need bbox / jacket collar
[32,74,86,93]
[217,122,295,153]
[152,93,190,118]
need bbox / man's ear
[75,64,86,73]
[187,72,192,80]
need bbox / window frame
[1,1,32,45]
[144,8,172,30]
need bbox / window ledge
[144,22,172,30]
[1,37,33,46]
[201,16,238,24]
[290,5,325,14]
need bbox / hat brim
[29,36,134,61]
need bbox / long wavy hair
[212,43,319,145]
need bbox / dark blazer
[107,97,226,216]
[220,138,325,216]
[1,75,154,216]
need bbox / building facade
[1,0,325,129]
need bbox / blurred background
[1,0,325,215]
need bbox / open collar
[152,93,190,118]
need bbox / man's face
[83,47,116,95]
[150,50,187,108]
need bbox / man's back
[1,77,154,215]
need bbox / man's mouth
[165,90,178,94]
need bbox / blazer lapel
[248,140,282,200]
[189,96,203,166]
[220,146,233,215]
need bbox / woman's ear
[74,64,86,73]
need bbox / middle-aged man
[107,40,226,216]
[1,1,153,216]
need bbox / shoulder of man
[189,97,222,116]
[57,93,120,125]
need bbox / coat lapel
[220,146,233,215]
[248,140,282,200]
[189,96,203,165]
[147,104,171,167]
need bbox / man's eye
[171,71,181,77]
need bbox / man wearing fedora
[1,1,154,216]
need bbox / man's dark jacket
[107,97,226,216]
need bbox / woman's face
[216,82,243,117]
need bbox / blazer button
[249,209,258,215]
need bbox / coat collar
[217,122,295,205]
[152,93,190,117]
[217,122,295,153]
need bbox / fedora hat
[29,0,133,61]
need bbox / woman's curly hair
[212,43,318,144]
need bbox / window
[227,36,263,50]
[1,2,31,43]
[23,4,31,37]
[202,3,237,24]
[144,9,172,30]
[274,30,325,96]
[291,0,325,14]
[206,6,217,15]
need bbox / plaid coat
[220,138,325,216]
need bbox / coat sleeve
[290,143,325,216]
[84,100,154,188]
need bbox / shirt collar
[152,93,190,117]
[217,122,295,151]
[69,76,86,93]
# # # # # # #
→ **TO DO**:
Copy out the rows from the line containing "need bbox / fedora hat" through the end of the rows, with both ends included, exactly as they appear.

→ **EXPECTED ANSWER**:
need bbox / fedora hat
[29,0,133,61]
need bbox / woman's curly hair
[212,43,318,144]
need bbox / window
[227,36,263,50]
[1,2,31,43]
[23,4,31,37]
[202,3,237,24]
[144,9,172,30]
[274,30,325,96]
[291,0,325,14]
[206,6,217,15]
need bbox / plaid coat
[220,138,325,216]
need bbox / coat sleeve
[290,143,325,216]
[84,100,154,188]
need bbox / shirt collar
[152,93,190,117]
[217,122,295,151]
[69,76,86,93]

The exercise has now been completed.